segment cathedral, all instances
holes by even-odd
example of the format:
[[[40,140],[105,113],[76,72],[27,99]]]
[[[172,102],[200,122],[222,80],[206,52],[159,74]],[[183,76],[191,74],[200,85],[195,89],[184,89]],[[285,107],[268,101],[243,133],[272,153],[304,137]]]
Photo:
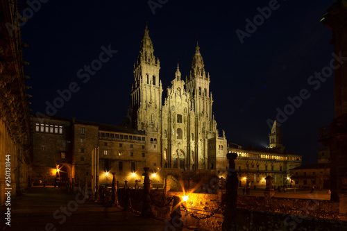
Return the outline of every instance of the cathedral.
[[[134,65],[128,125],[144,131],[149,151],[158,155],[162,168],[226,169],[228,162],[225,132],[219,137],[212,113],[210,74],[205,70],[198,44],[189,78],[181,78],[179,66],[162,101],[160,62],[154,55],[147,25]]]

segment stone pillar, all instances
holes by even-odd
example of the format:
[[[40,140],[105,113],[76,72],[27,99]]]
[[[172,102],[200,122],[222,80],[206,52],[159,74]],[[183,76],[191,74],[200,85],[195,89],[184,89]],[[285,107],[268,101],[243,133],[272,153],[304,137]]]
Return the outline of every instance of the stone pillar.
[[[237,184],[239,182],[237,172],[235,170],[235,159],[237,157],[237,154],[228,153],[226,157],[229,161],[229,169],[226,182],[226,203],[221,225],[223,231],[236,230],[236,203],[237,201]]]
[[[275,195],[275,189],[272,187],[272,180],[273,178],[271,176],[266,176],[266,187],[264,190],[264,197],[265,198],[265,206],[270,206],[270,199]]]
[[[341,177],[341,187],[339,193],[339,213],[343,216],[344,220],[347,220],[347,173]]]
[[[153,214],[152,212],[152,209],[151,208],[151,205],[149,204],[151,201],[151,198],[149,197],[149,187],[151,185],[151,182],[149,180],[149,167],[144,167],[144,196],[142,198],[142,212],[141,212],[142,216],[146,217],[153,217]]]
[[[164,194],[165,196],[167,196],[167,192],[169,191],[170,191],[170,185],[169,185],[169,180],[169,180],[169,179],[165,179],[165,182],[164,182],[165,185],[164,186]]]
[[[174,196],[174,204],[172,205],[172,210],[170,214],[171,219],[169,221],[170,228],[172,230],[182,231],[183,230],[183,221],[180,220],[182,215],[180,214],[180,199],[177,196]],[[165,229],[165,230],[169,229]]]
[[[88,182],[87,182],[87,178],[85,177],[85,199],[88,199]]]
[[[113,175],[113,179],[112,180],[111,207],[117,207],[119,204],[118,196],[117,196],[116,173],[112,173],[112,175]]]
[[[99,193],[99,176],[96,176],[96,180],[95,182],[95,198],[94,200],[94,202],[100,201],[100,193]]]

**Problem statement**
Output every line of the data above as a JSON list of strings, one string per line, skipping blank lines and omitting the pictures.

**Exercise result**
[
  "segment cathedral, all instances",
  "holes by even-odd",
  "example of the format:",
  "[[[40,140],[105,113],[76,72],[27,99]]]",
  "[[[172,102],[200,122],[222,80],[206,52],[159,74]],[[183,76],[191,74],[200,85],[195,89],[184,89]],[[285,107],[268,101],[243,133],[272,153],[304,137]]]",
  "Photo:",
  "Return the outline of every instance of the cathedral.",
  "[[[134,65],[128,125],[144,131],[149,151],[158,155],[162,168],[226,169],[228,162],[225,132],[219,137],[212,113],[210,74],[205,70],[198,44],[189,78],[181,78],[179,66],[162,101],[160,62],[154,55],[147,25]]]",
  "segment stone pillar, all instances",
  "holes by even-odd",
  "example of the format:",
  "[[[40,140],[105,113],[76,72],[27,99]]]",
  "[[[172,102],[200,122],[222,80],[206,52],[159,74]],[[183,76],[191,74],[200,85],[195,89],[184,89]],[[285,107],[268,101],[243,133],[272,153],[304,137]]]",
  "Return the outline of every instance of the stone pillar.",
  "[[[237,184],[239,182],[237,172],[235,170],[235,159],[237,157],[237,154],[228,153],[226,157],[229,161],[229,169],[226,182],[226,203],[221,225],[223,231],[236,230],[236,203],[237,201]]]",
  "[[[275,195],[275,189],[272,187],[272,180],[273,178],[271,176],[266,176],[266,187],[264,190],[264,197],[265,198],[265,206],[270,206],[270,199]]]",
  "[[[341,177],[341,187],[339,193],[339,213],[343,216],[344,220],[347,220],[347,173]]]",
  "[[[153,214],[152,212],[152,209],[151,208],[151,205],[149,204],[151,201],[151,198],[149,197],[149,187],[151,185],[151,182],[149,180],[149,167],[144,167],[144,196],[142,198],[142,212],[141,212],[142,216],[146,217],[153,217]]]",
  "[[[164,194],[165,196],[167,196],[167,192],[169,191],[170,191],[170,185],[169,185],[169,180],[169,180],[169,179],[165,179],[165,182],[164,182],[165,185],[164,186]]]",
  "[[[174,196],[174,204],[172,205],[172,210],[170,214],[171,219],[169,221],[170,228],[172,230],[182,231],[183,230],[183,221],[180,220],[182,215],[180,214],[180,199],[177,196]],[[165,229],[165,230],[169,229]]]",
  "[[[88,182],[87,182],[87,178],[85,177],[85,199],[88,199]]]",
  "[[[113,175],[113,179],[112,180],[111,207],[117,207],[119,204],[118,196],[117,196],[116,173],[112,173],[112,175]]]",
  "[[[99,193],[99,176],[96,176],[96,180],[95,182],[95,198],[94,200],[94,202],[100,201],[100,193]]]"
]